## begin Records for this task

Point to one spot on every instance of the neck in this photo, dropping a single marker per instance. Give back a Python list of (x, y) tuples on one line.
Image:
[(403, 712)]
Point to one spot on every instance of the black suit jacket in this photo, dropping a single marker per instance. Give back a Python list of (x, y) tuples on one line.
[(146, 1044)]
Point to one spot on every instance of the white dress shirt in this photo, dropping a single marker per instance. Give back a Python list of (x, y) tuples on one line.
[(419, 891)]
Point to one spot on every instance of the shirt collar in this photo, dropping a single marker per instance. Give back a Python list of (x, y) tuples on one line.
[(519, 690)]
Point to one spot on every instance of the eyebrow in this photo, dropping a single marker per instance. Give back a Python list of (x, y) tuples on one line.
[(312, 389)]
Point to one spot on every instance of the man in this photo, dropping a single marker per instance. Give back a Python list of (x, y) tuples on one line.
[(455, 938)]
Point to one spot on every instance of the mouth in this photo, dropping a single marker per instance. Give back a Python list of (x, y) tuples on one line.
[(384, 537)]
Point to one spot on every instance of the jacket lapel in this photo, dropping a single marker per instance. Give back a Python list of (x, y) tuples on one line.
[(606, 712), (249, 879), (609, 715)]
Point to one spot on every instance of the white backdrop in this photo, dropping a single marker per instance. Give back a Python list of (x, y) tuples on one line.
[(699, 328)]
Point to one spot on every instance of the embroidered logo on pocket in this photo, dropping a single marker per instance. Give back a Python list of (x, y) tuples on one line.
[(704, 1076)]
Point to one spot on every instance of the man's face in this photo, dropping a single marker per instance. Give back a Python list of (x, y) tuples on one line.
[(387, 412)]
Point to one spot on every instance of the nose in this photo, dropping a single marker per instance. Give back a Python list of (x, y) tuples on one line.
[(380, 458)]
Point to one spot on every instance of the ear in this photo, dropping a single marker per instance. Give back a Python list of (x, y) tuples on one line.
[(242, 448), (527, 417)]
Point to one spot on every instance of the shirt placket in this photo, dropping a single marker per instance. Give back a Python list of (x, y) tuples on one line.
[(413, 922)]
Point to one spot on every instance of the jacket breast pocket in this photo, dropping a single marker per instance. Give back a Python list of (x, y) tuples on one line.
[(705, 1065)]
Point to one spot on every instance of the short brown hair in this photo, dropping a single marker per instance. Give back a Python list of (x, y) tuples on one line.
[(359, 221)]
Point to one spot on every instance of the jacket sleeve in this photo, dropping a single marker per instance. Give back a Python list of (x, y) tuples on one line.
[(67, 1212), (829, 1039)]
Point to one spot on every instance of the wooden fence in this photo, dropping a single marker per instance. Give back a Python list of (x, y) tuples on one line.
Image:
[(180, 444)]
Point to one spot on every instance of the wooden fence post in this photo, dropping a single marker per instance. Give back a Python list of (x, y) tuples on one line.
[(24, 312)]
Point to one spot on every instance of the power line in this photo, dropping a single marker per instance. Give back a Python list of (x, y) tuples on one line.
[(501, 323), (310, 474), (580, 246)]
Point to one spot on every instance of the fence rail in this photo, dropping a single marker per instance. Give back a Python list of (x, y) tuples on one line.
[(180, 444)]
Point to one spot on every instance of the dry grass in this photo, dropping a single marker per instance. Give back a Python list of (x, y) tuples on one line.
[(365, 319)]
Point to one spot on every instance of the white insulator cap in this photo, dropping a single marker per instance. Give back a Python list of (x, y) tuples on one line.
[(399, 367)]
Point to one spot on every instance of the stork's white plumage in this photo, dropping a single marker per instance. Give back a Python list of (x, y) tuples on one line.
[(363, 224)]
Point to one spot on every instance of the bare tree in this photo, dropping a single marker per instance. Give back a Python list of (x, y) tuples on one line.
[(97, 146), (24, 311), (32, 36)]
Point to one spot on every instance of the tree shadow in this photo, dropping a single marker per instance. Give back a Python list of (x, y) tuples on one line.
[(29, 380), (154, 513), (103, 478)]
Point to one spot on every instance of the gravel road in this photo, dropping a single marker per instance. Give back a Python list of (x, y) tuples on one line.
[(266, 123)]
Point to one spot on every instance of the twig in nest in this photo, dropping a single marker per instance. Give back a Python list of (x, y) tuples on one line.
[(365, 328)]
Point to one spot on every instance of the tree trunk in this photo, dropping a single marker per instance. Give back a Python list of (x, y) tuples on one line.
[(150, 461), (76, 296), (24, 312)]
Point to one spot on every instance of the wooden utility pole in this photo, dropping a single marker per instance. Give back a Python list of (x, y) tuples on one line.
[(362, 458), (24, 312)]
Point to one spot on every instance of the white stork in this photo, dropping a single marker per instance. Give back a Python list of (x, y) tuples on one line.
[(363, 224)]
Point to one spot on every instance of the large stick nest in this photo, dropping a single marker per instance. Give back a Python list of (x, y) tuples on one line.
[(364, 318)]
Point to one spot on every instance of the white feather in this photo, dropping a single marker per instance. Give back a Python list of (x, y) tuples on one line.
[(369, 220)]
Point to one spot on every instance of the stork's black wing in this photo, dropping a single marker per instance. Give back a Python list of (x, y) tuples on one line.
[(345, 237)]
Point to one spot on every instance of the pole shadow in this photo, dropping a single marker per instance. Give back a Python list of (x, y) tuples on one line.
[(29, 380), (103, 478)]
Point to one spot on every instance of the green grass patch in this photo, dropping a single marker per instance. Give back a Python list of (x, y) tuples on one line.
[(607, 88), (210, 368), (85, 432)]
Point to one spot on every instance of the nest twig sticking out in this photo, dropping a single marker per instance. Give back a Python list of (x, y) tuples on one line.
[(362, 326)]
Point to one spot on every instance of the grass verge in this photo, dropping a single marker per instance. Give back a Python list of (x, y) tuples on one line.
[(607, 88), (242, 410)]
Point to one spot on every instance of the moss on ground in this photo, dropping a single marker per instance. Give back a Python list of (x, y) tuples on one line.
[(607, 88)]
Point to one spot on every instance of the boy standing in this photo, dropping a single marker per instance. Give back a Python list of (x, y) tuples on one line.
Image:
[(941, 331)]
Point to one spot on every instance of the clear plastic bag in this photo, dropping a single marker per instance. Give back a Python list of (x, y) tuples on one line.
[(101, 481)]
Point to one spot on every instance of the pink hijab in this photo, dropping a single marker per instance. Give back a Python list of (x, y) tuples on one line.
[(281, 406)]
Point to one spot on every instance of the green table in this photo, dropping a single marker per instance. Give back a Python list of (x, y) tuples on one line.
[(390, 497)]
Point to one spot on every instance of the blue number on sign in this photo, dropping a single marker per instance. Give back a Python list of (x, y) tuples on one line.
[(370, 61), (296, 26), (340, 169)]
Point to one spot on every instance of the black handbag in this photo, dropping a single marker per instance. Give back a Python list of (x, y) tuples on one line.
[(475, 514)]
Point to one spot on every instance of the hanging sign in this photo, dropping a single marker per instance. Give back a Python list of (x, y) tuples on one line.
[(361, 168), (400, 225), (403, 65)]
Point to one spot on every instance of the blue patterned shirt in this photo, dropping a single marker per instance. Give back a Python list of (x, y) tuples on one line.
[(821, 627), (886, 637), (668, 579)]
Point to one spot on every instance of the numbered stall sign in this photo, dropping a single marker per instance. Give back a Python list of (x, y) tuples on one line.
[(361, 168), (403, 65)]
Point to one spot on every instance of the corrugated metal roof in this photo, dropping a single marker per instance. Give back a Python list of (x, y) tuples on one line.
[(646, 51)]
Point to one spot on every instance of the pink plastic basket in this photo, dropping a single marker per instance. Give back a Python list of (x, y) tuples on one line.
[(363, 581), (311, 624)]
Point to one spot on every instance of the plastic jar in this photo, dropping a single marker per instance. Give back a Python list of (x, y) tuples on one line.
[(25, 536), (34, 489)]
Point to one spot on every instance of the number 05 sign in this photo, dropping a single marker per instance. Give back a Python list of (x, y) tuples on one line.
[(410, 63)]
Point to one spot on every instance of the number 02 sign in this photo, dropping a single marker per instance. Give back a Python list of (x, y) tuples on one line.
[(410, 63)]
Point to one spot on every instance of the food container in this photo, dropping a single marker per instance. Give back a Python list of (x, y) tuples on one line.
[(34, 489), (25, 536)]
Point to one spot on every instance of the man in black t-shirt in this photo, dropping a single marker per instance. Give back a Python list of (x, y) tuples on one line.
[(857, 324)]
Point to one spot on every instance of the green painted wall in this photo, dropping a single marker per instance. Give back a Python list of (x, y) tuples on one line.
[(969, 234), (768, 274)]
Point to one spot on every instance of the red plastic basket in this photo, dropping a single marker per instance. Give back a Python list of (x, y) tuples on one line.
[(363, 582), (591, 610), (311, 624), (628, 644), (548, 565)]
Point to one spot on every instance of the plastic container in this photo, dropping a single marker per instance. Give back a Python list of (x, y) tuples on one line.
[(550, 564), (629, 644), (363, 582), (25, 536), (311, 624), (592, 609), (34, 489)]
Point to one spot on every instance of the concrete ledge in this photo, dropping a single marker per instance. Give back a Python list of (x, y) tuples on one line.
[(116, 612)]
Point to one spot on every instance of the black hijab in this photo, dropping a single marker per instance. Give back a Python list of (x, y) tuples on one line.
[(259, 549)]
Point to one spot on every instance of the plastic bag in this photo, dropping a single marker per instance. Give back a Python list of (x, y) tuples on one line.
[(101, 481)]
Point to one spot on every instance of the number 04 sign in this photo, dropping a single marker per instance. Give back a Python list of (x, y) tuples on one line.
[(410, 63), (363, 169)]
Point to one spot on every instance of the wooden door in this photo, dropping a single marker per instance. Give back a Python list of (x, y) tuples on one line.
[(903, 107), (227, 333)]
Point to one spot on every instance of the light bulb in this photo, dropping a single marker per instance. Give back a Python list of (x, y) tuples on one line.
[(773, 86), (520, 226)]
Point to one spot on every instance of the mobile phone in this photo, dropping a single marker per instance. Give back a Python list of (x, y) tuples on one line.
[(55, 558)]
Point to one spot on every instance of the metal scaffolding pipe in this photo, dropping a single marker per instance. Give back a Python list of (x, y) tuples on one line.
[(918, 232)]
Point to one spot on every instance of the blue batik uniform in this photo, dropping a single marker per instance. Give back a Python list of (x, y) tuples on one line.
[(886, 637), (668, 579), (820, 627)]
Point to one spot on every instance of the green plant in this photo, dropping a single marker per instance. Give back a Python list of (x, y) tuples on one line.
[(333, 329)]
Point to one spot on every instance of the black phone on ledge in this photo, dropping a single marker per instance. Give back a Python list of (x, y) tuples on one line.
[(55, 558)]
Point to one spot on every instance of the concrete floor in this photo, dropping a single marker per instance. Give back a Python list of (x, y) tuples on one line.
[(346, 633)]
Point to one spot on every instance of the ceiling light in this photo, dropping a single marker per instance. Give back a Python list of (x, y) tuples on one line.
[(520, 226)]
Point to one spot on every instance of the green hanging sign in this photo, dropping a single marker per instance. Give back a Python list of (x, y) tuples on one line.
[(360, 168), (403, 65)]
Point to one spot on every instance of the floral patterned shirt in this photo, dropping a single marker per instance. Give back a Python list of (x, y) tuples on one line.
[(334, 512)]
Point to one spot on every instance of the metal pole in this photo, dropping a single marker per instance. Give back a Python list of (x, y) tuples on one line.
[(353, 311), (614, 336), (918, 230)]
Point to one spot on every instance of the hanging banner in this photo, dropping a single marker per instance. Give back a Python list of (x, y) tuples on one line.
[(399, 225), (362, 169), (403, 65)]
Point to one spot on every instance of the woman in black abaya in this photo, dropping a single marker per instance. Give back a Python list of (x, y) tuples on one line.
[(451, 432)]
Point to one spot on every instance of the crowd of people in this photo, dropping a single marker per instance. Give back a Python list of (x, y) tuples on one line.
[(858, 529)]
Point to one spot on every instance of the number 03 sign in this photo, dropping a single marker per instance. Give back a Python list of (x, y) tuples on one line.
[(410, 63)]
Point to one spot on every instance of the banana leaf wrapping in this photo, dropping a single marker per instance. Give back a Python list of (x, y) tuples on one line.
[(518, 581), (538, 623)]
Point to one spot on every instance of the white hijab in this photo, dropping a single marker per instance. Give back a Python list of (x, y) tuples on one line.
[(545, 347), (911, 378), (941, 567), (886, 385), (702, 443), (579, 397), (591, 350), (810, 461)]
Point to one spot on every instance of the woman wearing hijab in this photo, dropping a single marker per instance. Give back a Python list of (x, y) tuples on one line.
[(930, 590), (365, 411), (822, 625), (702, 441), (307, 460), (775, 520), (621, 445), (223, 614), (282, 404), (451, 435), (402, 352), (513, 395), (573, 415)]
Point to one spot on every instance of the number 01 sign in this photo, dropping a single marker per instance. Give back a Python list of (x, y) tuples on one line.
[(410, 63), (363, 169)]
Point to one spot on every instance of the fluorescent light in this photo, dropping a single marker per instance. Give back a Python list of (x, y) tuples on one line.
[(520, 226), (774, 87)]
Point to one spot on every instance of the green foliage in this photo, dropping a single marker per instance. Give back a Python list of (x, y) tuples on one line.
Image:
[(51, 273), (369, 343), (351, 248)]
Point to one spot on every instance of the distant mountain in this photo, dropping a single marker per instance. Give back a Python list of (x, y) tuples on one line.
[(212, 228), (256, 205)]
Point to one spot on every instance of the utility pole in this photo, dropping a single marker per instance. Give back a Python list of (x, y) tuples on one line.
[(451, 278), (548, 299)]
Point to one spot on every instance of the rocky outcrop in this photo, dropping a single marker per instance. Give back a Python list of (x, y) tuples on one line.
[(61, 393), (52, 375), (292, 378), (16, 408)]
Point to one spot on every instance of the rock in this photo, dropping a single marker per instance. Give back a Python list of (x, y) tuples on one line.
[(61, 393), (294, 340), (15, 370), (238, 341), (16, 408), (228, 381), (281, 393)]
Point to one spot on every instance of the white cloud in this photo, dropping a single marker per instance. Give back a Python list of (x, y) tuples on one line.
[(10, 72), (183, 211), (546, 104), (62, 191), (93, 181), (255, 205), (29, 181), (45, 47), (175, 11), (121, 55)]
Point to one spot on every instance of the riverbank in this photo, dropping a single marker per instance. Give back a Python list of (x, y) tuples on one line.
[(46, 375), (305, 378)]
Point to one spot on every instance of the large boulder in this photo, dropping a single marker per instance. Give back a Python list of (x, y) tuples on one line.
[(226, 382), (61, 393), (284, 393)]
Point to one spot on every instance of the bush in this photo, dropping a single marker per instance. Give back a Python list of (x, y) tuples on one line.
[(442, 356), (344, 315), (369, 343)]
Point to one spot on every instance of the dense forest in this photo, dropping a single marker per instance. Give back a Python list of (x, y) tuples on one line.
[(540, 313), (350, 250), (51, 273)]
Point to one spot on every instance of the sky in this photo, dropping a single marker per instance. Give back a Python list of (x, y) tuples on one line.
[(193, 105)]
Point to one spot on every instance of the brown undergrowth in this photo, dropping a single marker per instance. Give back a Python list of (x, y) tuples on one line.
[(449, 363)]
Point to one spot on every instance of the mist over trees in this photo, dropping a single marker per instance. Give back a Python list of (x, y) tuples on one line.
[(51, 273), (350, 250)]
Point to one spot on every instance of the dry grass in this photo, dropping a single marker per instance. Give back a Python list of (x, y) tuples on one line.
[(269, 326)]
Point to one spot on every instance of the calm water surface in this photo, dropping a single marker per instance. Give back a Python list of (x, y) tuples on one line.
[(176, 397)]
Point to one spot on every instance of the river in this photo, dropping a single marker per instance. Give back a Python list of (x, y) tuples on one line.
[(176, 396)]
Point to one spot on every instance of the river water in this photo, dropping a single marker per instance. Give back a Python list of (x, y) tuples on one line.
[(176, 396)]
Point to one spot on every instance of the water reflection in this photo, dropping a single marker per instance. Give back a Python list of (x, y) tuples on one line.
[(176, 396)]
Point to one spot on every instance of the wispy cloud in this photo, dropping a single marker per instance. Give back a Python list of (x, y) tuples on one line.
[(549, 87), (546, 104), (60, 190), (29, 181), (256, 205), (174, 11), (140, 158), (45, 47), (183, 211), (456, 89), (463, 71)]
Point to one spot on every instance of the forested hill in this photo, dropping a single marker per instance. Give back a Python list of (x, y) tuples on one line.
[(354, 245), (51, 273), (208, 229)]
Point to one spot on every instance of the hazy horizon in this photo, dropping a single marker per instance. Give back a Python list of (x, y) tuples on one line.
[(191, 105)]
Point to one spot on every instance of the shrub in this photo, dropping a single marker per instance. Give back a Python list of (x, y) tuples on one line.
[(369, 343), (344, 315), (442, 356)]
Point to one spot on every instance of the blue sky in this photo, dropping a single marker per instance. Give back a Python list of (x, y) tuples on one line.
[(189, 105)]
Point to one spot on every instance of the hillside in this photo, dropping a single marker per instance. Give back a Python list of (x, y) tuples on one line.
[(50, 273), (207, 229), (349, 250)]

## end Records for this task

Do this: Copy the lines word for word, starting with the line that contains "Point to one spot on every instance of the blue patterned" and going on through the line that contains "[(363, 581), (311, 624)]".

Correct result:
Point to one spot on every instance of the blue patterned shirt in this photo, dropping a single marker per instance. Give back a Python list of (x, y) tuples on one line.
[(821, 627), (886, 637), (668, 579)]
Point to one spot on every instance of the numbered stall sign in this photo, dropping a single marker per instance. Give back a Python list of (x, y) tuples on one line.
[(361, 168), (403, 65)]
Point to one spot on every instance of the corrugated metal roof in this photo, dropping a single marker per instance. Give back a Python list of (x, y) tuples on one line.
[(646, 51)]
Point to one spot on every instance of the pink plastic basket in this photo, dropping a single marker per instance. Give back a Python list of (x, y) tuples on one line.
[(363, 581), (311, 624)]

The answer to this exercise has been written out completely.